■ Task list ■
1. In the LibClang tutorial, what does the C-exported libclang interface give access to?
2. Continue the LibClang tutorial from where it stops.

■ Extract provided ■

## START

LibClang Tutorial
Clang is an open-source compiler built on the LLVM framework and targeting C, C++, and Objective-C (LLVM is also the JIT backend for Julia). Due to a highly modular design, Clang has in recent years become the core of a growing number of projects utilizing pieces of the compiler, such as tools for source-to-source translation, static analysis and security evaluation, and editor tools for code completion, formatting, etc.
While LLVM and Clang are written in C++, the Clang project maintains a C-exported interface called "libclang" which provides access to the abstract syntax tree and type representations. Thanks to the ubiquity of support for C calling conventions, a number of languages have utilized libclang as a basis for tooling related to C and C++.
The Clang.jl Julia package wraps libclang, provides a small convenience API for Julia-style programming, and provides a C-to-Julia wrapper generator built on libclang functionality.
Here is the header file example.h
used in the following examples:
// example.h
struct ExStruct {
int kind;
char* name;
float* data;
};
void* ExFunction (int kind, char* name, float* data) {
struct ExStruct st;
st.kind = kind;
st.name = name;
st.data = data;
}
Printing Struct Fields
To motivate the discussion with a succinct example, consider this struct:
struct ExStruct {
int kind;
char* name;
float* data;
};
Parsing and querying the fields of this struct requires just a few lines of code:
julia> using Clang
julia> trans_unit = Clang.parse_header(Index(), "example.h")

## END

■ Entries provided ■

## START

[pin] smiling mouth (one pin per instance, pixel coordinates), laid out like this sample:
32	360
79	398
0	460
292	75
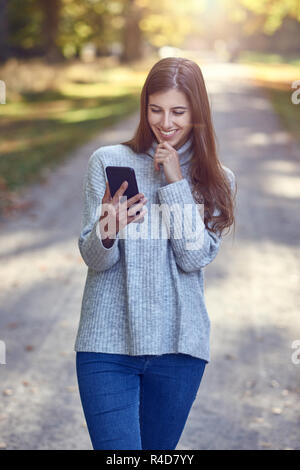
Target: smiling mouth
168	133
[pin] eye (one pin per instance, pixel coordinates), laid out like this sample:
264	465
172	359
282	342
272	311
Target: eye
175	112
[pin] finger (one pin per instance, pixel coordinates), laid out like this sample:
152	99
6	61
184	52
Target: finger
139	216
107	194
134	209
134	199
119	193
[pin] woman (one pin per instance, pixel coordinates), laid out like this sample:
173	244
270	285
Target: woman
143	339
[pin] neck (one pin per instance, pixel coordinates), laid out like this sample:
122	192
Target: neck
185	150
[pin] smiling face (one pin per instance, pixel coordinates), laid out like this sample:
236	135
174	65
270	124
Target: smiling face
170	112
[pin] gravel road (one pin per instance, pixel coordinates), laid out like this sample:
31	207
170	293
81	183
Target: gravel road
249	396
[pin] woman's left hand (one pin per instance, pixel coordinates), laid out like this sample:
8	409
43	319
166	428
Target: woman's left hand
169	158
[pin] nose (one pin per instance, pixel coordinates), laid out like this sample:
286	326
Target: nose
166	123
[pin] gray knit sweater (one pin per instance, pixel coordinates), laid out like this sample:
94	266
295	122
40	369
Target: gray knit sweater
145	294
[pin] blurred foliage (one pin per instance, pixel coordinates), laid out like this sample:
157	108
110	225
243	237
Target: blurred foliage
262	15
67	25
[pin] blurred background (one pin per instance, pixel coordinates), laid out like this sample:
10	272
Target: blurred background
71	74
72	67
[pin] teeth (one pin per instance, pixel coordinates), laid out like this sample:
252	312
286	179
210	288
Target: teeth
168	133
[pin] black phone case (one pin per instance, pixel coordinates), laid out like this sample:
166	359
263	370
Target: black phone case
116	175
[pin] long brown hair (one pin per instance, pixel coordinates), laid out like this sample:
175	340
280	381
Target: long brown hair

## END

■ Written responses ■
1. The abstract syntax tree and type representations.

2.
TranslationUnit(Ptr{Nothing} @0x00007fe13cdc8a00, Index(Ptr{Nothing} @0x00007fe13cc8dde0, 0, 1))
julia> root_cursor = Clang.getTranslationUnitCursor(trans_unit)
CLCursor (CLTranslationUnit) example.h
julia> struct_cursor = search(root_cursor, "ExStruct") |> only
CLCursor (CLStructDecl) ExStruct
julia> for c in children(struct_cursor) # print children
println("Cursor: ", c, "\n Kind: ", kind(c), "\n Name: ", name(c), "\n Type: ", Clang.getCursorType(c))
end
Cursor: CLCursor (CLFieldDecl) kind
Kind: CXCursor_FieldDecl(6)
Name: kind
Type: CLType (CLInt)
Cursor: CLCursor (CLFieldDecl) name
Kind: CXCursor_FieldDecl(6)
Name: name
Type: CLType (CLPointer)
Cursor: CLCursor (CLFieldDecl) data
Kind: CXCursor_FieldDecl(6)
Name: data
Type: CLType (CLPointer)
AST Representation
Let's examine the example above, starting with the variable trans_unit
:
julia> trans_unit
TranslationUnit(Ptr{Nothing} @0x00007fa9ac6a9f90, Index(Ptr{Nothing} @0x00007fa9ac6b4080, 0, 1))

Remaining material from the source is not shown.